Activity ::
Copy each line below as it stands, but skip any picture it contains.

Information given ::
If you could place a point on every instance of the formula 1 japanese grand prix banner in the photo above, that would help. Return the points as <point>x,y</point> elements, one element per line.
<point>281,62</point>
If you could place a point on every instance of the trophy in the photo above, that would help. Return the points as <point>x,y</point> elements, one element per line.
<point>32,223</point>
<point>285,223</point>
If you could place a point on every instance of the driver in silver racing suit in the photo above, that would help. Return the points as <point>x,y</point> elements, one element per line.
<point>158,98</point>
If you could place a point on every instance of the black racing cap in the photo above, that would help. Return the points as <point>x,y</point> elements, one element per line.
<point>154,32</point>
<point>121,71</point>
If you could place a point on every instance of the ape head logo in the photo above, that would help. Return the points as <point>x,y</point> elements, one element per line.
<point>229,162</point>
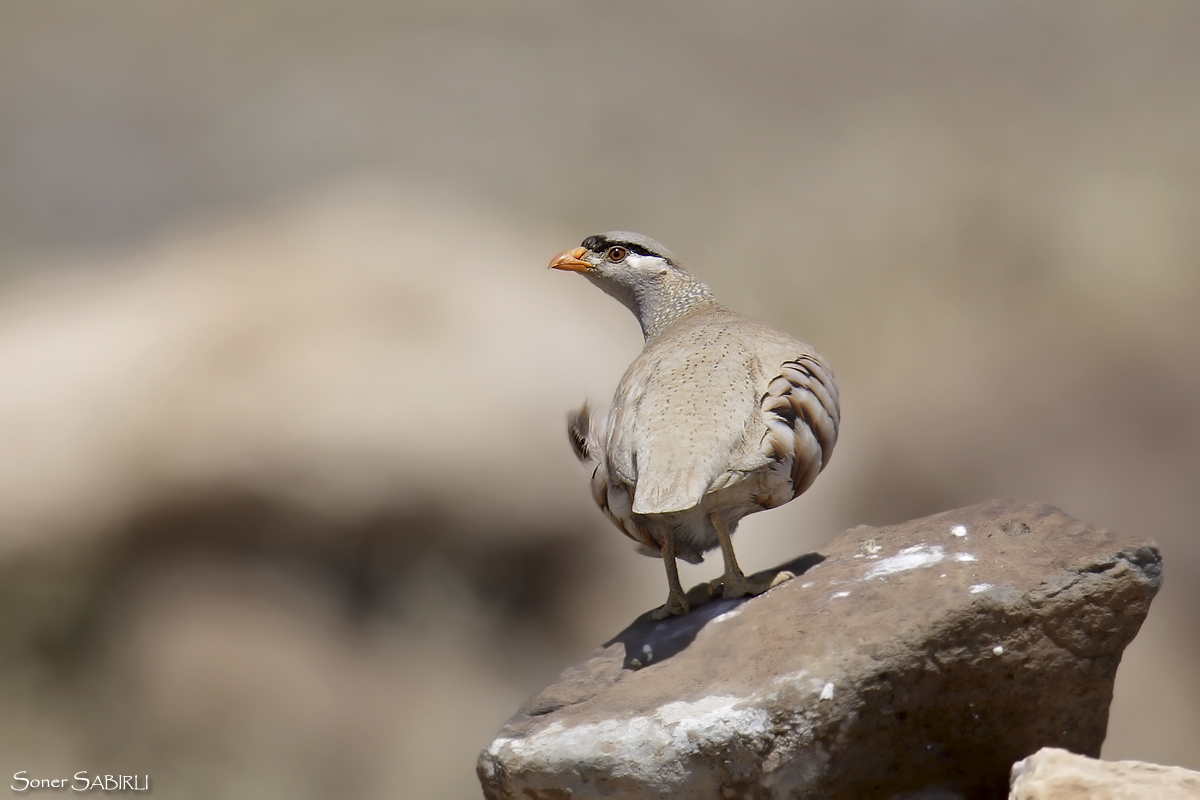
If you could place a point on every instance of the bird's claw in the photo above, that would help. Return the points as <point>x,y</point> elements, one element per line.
<point>676,605</point>
<point>738,585</point>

Answer for the task ::
If you could place a point on every instance of the formula 1 japanese grand prix banner in the photo above, that would help. Return the points as <point>x,y</point> elements, one element per line.
<point>281,62</point>
If you could place a point on every instance of the trophy in the photo above, that would help. Return the points as <point>x,y</point> elements, one element per line.
<point>32,223</point>
<point>285,223</point>
If you could place a point on every instance of the driver in silver racing suit in the photo above, that would help. Return the points as <point>x,y</point> elements, one element per line.
<point>158,98</point>
If you could place a point on every instance of the black racing cap in the photo above, that would help. Return the points as <point>x,y</point> elements, one element per line.
<point>154,32</point>
<point>121,71</point>
If you could place a point on every instance of the ape head logo in the photo above, that would help. Return the points as <point>x,y</point> elements, one element per line.
<point>229,162</point>
If you could place a point on every instance of the bird's claw in the photo above, that would help. Return the points as <point>x,y</point> elements, one element per line.
<point>676,605</point>
<point>738,585</point>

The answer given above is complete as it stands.